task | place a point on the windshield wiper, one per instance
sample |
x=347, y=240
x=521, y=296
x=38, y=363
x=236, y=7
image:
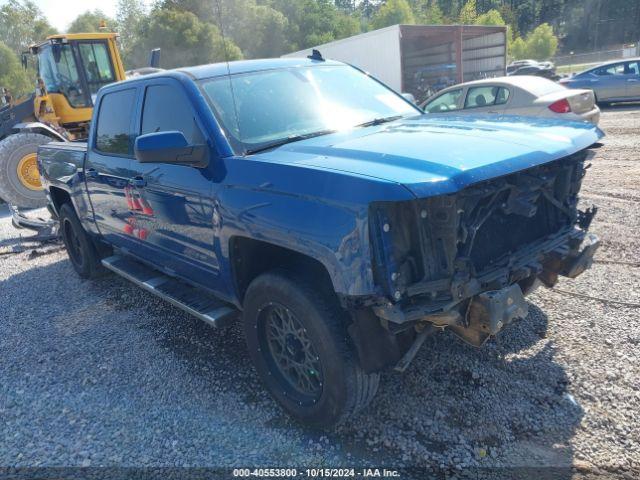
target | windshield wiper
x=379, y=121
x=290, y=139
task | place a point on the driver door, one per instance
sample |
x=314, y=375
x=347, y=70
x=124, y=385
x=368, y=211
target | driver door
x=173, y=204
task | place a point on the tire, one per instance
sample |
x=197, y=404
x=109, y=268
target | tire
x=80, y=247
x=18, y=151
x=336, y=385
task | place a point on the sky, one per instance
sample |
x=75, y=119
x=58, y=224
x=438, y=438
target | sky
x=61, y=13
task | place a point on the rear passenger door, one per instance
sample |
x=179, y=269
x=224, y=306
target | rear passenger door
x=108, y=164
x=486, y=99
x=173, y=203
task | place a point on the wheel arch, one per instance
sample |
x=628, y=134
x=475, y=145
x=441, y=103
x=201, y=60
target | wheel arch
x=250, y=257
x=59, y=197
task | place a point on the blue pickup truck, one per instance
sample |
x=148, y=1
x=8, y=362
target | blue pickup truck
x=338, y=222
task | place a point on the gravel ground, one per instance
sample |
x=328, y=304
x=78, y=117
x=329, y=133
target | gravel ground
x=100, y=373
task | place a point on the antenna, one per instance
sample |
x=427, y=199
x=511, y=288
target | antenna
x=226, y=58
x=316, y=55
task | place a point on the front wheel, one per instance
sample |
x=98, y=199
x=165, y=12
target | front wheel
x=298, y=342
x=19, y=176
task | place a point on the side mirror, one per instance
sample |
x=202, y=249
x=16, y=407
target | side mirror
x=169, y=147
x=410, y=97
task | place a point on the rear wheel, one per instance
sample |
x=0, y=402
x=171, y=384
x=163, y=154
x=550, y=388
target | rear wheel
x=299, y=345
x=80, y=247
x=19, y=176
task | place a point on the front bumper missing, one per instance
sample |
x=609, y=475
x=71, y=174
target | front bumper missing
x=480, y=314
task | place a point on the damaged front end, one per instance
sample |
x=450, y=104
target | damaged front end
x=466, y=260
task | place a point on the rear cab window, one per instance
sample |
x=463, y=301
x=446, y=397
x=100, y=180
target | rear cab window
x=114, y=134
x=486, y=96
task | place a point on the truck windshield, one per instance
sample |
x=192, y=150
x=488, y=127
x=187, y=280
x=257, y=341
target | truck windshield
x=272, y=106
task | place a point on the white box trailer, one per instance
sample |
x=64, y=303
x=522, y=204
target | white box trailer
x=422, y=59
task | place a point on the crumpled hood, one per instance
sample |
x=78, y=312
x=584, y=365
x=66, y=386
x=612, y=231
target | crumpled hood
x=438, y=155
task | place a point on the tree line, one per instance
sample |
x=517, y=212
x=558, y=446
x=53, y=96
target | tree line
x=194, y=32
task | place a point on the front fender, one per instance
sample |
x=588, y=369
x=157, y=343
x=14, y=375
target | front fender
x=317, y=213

==

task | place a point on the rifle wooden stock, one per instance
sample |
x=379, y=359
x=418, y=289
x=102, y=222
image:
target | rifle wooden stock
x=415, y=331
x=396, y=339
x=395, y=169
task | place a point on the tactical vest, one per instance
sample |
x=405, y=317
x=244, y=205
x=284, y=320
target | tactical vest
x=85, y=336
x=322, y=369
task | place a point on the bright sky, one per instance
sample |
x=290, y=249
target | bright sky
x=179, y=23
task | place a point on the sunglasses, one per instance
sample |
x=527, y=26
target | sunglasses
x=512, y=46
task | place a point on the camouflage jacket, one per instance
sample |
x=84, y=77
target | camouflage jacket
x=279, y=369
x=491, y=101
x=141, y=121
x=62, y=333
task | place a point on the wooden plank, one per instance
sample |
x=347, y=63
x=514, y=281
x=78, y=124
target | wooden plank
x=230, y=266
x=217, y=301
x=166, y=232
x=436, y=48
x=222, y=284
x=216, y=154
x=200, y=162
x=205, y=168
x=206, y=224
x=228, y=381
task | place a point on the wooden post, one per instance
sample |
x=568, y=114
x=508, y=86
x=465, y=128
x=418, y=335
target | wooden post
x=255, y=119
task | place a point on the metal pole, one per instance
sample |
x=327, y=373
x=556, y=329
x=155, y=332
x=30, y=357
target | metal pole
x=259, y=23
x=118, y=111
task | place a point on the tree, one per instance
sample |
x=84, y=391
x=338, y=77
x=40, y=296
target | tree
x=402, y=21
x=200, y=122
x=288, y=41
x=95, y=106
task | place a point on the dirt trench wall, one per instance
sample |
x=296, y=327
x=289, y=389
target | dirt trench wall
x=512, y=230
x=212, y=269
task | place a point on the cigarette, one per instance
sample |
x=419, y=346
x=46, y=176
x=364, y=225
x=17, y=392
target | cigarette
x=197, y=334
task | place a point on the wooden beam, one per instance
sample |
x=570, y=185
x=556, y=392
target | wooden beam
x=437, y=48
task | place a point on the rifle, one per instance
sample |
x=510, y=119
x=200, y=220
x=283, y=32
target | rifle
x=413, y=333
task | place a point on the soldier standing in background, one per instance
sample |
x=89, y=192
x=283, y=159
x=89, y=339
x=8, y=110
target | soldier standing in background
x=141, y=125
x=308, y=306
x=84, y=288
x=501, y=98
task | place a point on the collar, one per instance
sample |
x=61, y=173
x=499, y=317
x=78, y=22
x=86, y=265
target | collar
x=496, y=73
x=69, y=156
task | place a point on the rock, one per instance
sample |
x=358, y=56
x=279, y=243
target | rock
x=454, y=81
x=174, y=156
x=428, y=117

Exercise task: Rewrite the listing lines that begin at the line containing "task | place a point on the blue" and stop after the line containing "x=466, y=260", changing every "wheel" to "rim" and leaving everything else as it is. Give only those lines.

Solution to the exercise:
task | place a point on the blue pickup truck, one per instance
sample |
x=148, y=1
x=8, y=362
target | blue pickup truck
x=338, y=222
task | place a point on the gravel ground, one per instance
sample |
x=328, y=304
x=78, y=117
x=329, y=133
target | gravel ground
x=100, y=373
task | place a point on the antenna, one per instance
sample |
x=427, y=199
x=511, y=288
target | antenna
x=226, y=58
x=316, y=55
task | place a point on the front rim, one per instance
sample |
x=98, y=199
x=165, y=12
target | front rim
x=298, y=342
x=19, y=176
task | place a point on the side mirror, one per instance
sample |
x=202, y=249
x=16, y=407
target | side mirror
x=169, y=147
x=410, y=97
task | place a point on the rear rim, one per instance
sample |
x=0, y=402
x=171, y=384
x=163, y=154
x=550, y=388
target | rear rim
x=299, y=345
x=80, y=247
x=19, y=176
task | place a point on the front bumper missing, one per instance
sample |
x=609, y=475
x=71, y=174
target | front bumper missing
x=480, y=314
task | place a point on the damaged front end, one per instance
sample |
x=450, y=104
target | damaged front end
x=466, y=260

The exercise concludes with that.